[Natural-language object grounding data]

+-------+

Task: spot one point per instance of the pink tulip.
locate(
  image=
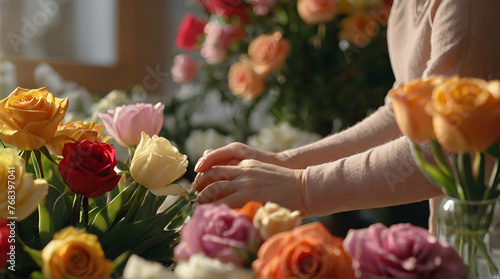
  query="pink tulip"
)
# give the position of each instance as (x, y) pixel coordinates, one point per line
(125, 123)
(184, 68)
(402, 250)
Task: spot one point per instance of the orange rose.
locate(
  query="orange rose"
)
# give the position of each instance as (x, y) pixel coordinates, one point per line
(359, 29)
(308, 251)
(268, 53)
(317, 11)
(466, 113)
(76, 131)
(244, 82)
(29, 118)
(75, 253)
(410, 101)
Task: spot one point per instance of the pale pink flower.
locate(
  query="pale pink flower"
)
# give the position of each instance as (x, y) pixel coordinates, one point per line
(125, 123)
(184, 68)
(402, 250)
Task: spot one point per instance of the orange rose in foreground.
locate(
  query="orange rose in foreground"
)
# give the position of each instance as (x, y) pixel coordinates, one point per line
(410, 101)
(317, 11)
(76, 131)
(466, 114)
(359, 29)
(75, 253)
(308, 251)
(29, 118)
(268, 53)
(244, 82)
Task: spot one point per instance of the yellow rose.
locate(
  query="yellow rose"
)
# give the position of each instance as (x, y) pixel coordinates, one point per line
(156, 164)
(75, 253)
(466, 114)
(272, 219)
(73, 132)
(244, 82)
(268, 53)
(29, 118)
(410, 102)
(18, 189)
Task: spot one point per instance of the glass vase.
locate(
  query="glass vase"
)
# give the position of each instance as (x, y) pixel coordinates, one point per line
(473, 229)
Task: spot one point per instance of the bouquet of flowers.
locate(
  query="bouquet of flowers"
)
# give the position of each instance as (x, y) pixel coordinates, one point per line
(457, 117)
(319, 65)
(69, 208)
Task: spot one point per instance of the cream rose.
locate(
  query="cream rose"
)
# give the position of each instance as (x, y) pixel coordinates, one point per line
(156, 164)
(17, 187)
(244, 82)
(75, 253)
(410, 105)
(29, 118)
(466, 113)
(317, 11)
(268, 53)
(272, 219)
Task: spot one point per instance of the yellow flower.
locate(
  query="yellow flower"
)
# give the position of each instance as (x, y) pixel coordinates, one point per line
(466, 113)
(75, 253)
(156, 164)
(29, 118)
(76, 131)
(410, 102)
(18, 188)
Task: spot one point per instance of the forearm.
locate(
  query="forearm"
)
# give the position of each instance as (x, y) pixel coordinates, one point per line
(383, 176)
(376, 129)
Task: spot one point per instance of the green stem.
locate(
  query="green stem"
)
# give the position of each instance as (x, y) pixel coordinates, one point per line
(138, 197)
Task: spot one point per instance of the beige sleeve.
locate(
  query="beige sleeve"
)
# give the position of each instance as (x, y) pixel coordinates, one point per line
(378, 128)
(382, 176)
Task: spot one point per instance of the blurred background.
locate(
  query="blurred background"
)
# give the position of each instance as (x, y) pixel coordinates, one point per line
(106, 53)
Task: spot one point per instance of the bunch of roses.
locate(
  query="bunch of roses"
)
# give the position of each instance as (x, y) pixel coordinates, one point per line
(30, 121)
(220, 242)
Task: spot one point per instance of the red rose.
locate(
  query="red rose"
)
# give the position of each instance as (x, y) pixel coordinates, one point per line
(190, 28)
(227, 8)
(88, 168)
(4, 243)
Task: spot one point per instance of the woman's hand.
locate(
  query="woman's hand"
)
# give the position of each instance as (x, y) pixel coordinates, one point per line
(251, 180)
(233, 153)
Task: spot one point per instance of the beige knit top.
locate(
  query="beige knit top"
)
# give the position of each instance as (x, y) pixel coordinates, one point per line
(370, 165)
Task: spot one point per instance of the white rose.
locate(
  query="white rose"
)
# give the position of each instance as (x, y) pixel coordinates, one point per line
(272, 219)
(199, 141)
(138, 267)
(156, 164)
(282, 136)
(201, 266)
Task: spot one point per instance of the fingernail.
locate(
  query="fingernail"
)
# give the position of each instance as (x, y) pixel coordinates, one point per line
(198, 164)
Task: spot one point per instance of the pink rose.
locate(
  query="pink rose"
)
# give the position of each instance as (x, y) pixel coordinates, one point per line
(218, 232)
(184, 68)
(263, 7)
(403, 250)
(218, 39)
(189, 30)
(125, 123)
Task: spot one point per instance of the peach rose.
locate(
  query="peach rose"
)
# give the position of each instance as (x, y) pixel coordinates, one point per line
(466, 113)
(308, 251)
(29, 118)
(359, 29)
(75, 253)
(410, 101)
(76, 131)
(244, 82)
(317, 11)
(268, 52)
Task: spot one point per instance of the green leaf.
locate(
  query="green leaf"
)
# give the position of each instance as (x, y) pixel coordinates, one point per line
(107, 215)
(45, 225)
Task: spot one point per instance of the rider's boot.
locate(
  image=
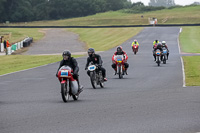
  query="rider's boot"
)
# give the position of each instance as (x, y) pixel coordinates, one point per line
(80, 88)
(126, 72)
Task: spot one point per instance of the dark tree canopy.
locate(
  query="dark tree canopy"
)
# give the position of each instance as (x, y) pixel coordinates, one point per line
(32, 10)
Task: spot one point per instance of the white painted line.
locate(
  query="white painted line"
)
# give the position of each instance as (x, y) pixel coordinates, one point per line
(26, 69)
(182, 63)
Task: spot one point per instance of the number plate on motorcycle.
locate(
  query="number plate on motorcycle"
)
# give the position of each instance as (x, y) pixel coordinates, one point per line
(91, 68)
(64, 73)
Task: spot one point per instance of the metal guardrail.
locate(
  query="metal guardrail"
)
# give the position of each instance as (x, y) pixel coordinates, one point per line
(106, 26)
(24, 43)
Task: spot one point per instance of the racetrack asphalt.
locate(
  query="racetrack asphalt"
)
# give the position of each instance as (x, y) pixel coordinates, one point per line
(150, 99)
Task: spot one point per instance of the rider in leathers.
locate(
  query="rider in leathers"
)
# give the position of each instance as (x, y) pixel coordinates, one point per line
(71, 62)
(96, 59)
(120, 52)
(159, 46)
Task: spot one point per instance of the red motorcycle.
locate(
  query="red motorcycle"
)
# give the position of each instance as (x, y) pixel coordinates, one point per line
(69, 86)
(135, 48)
(120, 68)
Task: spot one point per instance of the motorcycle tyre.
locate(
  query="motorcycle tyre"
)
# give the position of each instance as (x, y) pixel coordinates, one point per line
(64, 93)
(93, 81)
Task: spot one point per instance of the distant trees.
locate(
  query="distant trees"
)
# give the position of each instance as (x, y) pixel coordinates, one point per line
(165, 3)
(31, 10)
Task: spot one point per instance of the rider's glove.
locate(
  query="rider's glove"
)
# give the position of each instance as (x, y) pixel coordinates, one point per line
(99, 66)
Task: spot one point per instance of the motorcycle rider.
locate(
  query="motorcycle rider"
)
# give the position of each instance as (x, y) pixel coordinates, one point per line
(120, 52)
(135, 42)
(70, 61)
(96, 59)
(164, 45)
(159, 46)
(155, 43)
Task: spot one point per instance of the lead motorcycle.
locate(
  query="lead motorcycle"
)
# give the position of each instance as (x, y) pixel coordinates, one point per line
(135, 49)
(158, 56)
(120, 68)
(96, 76)
(164, 55)
(69, 86)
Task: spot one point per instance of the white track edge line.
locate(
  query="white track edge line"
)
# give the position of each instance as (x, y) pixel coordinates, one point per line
(182, 63)
(26, 69)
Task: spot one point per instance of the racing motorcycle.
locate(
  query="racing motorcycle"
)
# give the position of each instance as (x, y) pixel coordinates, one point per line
(158, 56)
(164, 55)
(69, 86)
(96, 76)
(135, 48)
(120, 68)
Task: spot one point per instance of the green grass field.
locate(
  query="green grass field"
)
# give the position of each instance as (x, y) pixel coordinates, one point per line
(181, 15)
(190, 39)
(13, 63)
(192, 70)
(18, 34)
(102, 39)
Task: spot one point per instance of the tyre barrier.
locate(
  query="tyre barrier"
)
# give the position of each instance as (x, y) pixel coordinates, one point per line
(24, 43)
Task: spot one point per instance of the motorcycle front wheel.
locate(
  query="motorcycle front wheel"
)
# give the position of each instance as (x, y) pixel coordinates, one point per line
(93, 79)
(64, 92)
(120, 72)
(158, 61)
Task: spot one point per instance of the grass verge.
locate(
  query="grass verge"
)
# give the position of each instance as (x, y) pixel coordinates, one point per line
(192, 70)
(102, 39)
(189, 39)
(14, 63)
(18, 34)
(179, 15)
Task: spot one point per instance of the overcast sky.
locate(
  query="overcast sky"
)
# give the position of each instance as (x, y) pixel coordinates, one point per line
(178, 2)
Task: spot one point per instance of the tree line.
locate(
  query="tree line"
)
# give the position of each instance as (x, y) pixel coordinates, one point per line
(34, 10)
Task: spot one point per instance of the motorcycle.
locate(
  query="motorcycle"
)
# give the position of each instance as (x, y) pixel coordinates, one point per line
(158, 56)
(120, 68)
(135, 48)
(69, 86)
(96, 76)
(164, 55)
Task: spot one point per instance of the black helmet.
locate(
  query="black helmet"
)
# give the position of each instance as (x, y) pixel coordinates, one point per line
(91, 50)
(159, 45)
(67, 53)
(156, 41)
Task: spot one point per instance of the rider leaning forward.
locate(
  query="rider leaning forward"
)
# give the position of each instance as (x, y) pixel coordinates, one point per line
(96, 59)
(71, 62)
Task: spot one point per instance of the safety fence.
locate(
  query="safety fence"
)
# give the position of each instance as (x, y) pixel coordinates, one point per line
(16, 46)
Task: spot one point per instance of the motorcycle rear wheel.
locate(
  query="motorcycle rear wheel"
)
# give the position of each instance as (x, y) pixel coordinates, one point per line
(64, 92)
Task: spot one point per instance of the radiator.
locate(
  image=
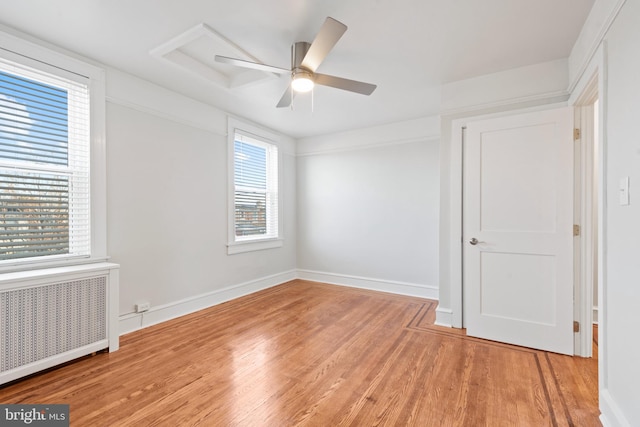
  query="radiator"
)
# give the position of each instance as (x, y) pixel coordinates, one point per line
(52, 316)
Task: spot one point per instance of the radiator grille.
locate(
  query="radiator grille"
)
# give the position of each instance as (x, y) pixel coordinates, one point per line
(44, 321)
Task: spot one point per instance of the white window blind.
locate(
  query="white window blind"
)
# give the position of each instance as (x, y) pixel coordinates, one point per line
(255, 188)
(44, 165)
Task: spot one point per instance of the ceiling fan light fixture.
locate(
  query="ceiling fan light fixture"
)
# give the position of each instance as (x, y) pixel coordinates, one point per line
(302, 81)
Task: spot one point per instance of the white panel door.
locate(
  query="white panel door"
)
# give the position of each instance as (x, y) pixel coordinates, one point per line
(518, 206)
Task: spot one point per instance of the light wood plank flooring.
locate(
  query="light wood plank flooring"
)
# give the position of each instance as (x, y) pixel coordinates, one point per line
(313, 354)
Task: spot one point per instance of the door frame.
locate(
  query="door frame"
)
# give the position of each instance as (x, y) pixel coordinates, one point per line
(458, 127)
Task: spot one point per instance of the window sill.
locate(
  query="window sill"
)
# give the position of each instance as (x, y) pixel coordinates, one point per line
(253, 245)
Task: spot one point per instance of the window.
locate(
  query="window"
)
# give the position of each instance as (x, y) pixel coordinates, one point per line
(47, 182)
(255, 209)
(44, 165)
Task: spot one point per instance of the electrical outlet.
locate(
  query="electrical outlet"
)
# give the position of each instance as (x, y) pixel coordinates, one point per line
(142, 307)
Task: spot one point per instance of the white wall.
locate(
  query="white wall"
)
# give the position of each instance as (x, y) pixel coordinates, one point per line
(368, 208)
(621, 300)
(167, 205)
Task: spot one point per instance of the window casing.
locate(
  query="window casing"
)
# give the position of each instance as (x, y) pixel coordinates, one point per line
(44, 165)
(254, 213)
(52, 168)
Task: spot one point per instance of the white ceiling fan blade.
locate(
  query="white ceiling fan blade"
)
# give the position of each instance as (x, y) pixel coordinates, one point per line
(344, 84)
(249, 64)
(285, 101)
(327, 37)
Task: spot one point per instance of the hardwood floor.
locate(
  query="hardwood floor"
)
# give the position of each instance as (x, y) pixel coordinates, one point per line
(312, 354)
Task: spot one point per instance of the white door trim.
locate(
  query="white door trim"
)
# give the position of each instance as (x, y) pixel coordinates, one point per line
(455, 205)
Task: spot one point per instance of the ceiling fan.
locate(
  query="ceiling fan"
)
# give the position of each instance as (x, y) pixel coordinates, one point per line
(305, 60)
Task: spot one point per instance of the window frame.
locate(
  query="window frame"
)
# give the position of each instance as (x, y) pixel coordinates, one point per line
(20, 49)
(256, 243)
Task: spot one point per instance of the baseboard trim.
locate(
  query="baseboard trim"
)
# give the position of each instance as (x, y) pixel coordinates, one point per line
(135, 321)
(610, 413)
(444, 317)
(401, 288)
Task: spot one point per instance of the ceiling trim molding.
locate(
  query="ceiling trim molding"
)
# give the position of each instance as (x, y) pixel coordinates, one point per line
(521, 102)
(424, 139)
(592, 47)
(143, 96)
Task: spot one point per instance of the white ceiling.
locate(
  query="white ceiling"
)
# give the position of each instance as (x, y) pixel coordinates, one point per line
(407, 47)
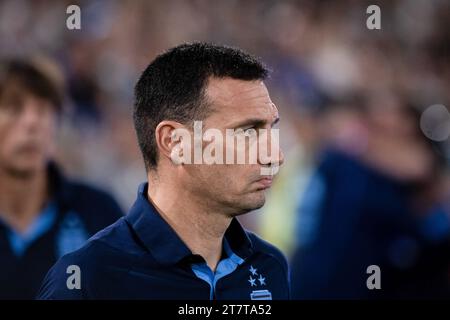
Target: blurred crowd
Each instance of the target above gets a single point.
(362, 183)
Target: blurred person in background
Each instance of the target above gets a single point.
(43, 215)
(379, 196)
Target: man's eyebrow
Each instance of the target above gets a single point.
(255, 122)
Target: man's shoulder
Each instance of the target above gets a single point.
(262, 246)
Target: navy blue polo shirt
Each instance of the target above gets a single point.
(141, 257)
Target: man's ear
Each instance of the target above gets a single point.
(169, 140)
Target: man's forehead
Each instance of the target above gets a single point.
(240, 96)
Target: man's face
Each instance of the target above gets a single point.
(27, 126)
(237, 188)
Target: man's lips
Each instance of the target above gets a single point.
(265, 182)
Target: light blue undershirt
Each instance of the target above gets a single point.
(224, 268)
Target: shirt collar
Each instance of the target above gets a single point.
(161, 240)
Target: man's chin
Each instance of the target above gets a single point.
(253, 204)
(22, 171)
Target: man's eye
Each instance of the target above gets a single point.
(249, 130)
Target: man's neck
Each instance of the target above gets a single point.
(22, 198)
(200, 229)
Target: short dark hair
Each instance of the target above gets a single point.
(172, 87)
(33, 76)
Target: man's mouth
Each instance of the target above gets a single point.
(265, 182)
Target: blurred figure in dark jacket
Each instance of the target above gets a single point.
(42, 214)
(379, 197)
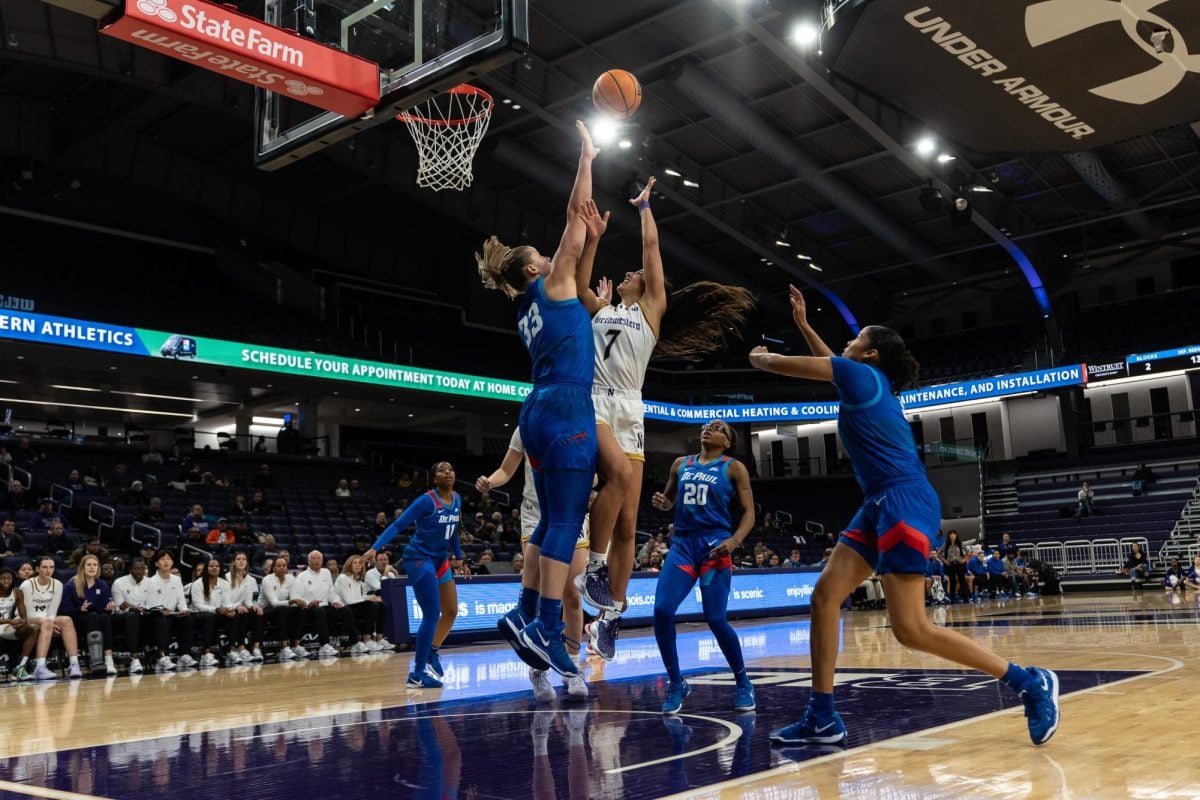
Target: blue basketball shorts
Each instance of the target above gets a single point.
(897, 528)
(558, 427)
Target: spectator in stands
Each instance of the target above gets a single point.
(46, 515)
(57, 540)
(352, 591)
(312, 594)
(130, 599)
(153, 513)
(198, 519)
(264, 479)
(1085, 498)
(15, 499)
(1141, 477)
(954, 557)
(11, 543)
(90, 547)
(169, 613)
(1137, 566)
(88, 601)
(210, 605)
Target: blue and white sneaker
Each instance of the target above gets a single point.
(425, 680)
(604, 633)
(594, 588)
(810, 731)
(510, 626)
(676, 695)
(1042, 705)
(743, 696)
(433, 666)
(550, 648)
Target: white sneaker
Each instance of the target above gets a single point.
(576, 686)
(543, 691)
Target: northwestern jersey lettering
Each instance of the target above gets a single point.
(703, 493)
(436, 530)
(623, 342)
(557, 336)
(873, 428)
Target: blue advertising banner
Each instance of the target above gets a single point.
(484, 600)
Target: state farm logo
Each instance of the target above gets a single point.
(300, 89)
(1055, 19)
(157, 8)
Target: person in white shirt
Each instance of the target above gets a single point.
(210, 605)
(130, 596)
(352, 591)
(247, 613)
(166, 600)
(276, 601)
(313, 594)
(42, 595)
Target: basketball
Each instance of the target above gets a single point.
(617, 94)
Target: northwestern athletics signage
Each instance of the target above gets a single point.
(220, 38)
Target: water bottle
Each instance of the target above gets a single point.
(96, 649)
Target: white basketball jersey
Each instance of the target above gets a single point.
(531, 493)
(624, 343)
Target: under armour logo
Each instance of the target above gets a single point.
(1054, 19)
(300, 89)
(157, 8)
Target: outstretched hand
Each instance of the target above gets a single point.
(587, 149)
(645, 197)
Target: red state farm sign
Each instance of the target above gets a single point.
(247, 49)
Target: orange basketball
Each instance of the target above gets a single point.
(617, 94)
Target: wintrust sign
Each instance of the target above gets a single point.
(222, 40)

+-------+

# [WORK INSTRUCTION]
From the records above, copy every line that includes the word "frame".

# [TASK ANSWER]
Task: spot one point per instance of the door frame.
  query="door frame"
Task: spot one point per instance of the window frame.
  query="window frame"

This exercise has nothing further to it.